EXERCISE PROMPT> Please answer from the obituary of Paul Hamburger below: with whom did he study at the Royal College of Music?

PAGE TEXT>

Paul Philip Hamburger, pianist, accompanist, vocal coach and teacher: born Vienna 3 September 1920; married 1948 Esther Salaman (one son, one daughter; marriage dissolved), 1968 Clare Walmesley (died 1987); died Yeovil, Somerset 11 April 2004.

The pianist, vocal coach and writer Paul Hamburger was one of many Austrian musicians to find refuge in Britain after the events of 1938, so enriching the country's musical life for the next half-century.

Alongside established figures like the composer-scholar Hans Gal and the conductor Karl Rankl, some were students in their late teens with their education still to complete, such as the three upper members of the later Amadeus Quartet, or the musical analyst and polymath Hans Keller. Hamburger was not the least among them.

The son of a shoemaker and a bank clerk, he was born in Vienna in 1920 and began musical studies at the Vienna Hochschule with Berta Jahn-Bear. Once he was in England the obligatory spell in an internment camp (which eye-witnesses remembered his enjoying to the point of refusing to leave) was followed by studies at the Royal College of Music with the pianist Frank Merrick and with Ralph Vaughan Williams. Like his fellows, he had by an early stage a rock-solid technical and philosophical basis for life in music at the highest level. He profited similarly from work with major singing teachers, acquiring a comprehensive knowledge of the physiology of the voice.

Hamburger became known as an inspired coach, working with the English Opera Group and broadcasting as accompanist on BBC Radio. In the 1950s he was on the music staff at Glyndebourne and made a reputation as a vocal consultant whose advice world-ranking singers were not too proud to seek. He worked with artists of the calibre of Elisabeth Søderstrøm, Janet Baker and Heather Harper, and often with the baritone Thomas Hemsley, sometimes in costume as Schubert (which was Nature's typecasting), Hemsley embodying the composer's singer friend Vogl.

He had a number of regular musical partners. With the singer and folk-song collector Esther Salaman he toured to the Forces, Austria and South Africa; they were married in 1948. With the pianist Helen Pyke, and after her death with Lisa Fuchsova, he performed four-hand piano duets. Other partners were the violinist Suzanne Rozsa and the cellist Eleanor Warren, and in the Benvenuto Duo the soprano Clare Walmesley (his second wife, originally met at Glyndebourne) and mezzo-soprano Laura Sarti.

He worked with an immense range of artists. Not all of them, he felt, knew what they were about; these he learned "to soft-soap", though he once told me, during his BBC time, that he'd spent much of a recording with a greatly overrated singer writing his resignation letter. Like others of its kind, it remained unposted. When a partner wanted to learn, he was an unfailing fount of wisdom, laying great stress on character and drama.

In the early 1960s the BBC made him one of a new group of its staff accompanists. When Eleanor Warren became a music producer she persuaded her employer that Hamburger had it in him to follow suit: unconventionally, his revised contract allowed him to go on broadcasting. He brought to that Byzantine labyrinth a judgement based on a phenomenal ear and long experience of the best; there as elsewhere, he was scornful of froth and cliché, appreciative of genuine achievement and independent thought. Succeeding Warren as Chief Producer, Artists, he continued for a little longer her custom of making it clear to performers that, whatever the corporation's immediate view of their offerings, it was on their side and wished them well.

INFORMATION SUPPLIED>
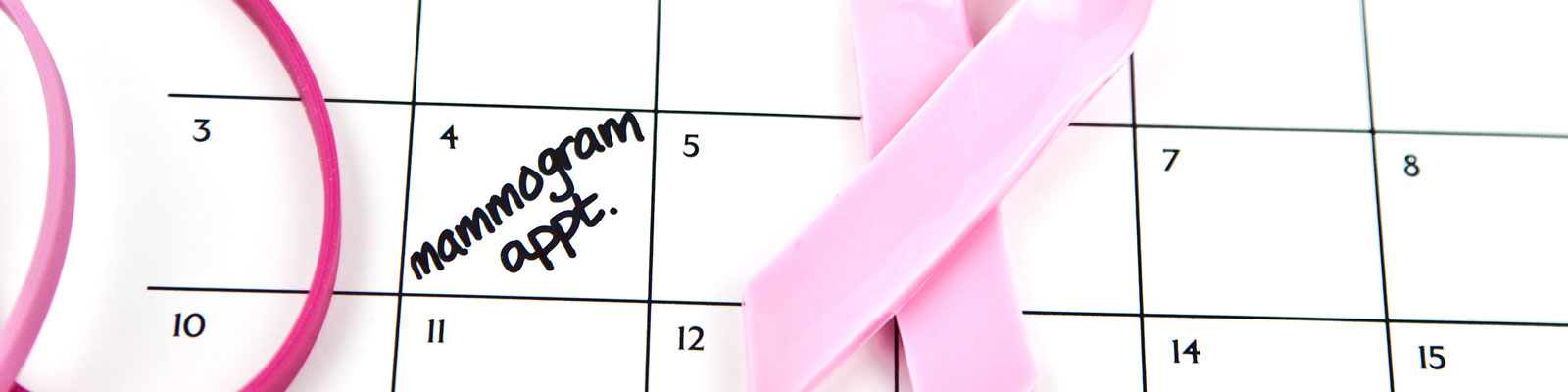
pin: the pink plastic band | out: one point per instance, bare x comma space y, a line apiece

FULL OUTPUT> He studied with the pianist Frank Merrick and with Ralph Vaughan Williams.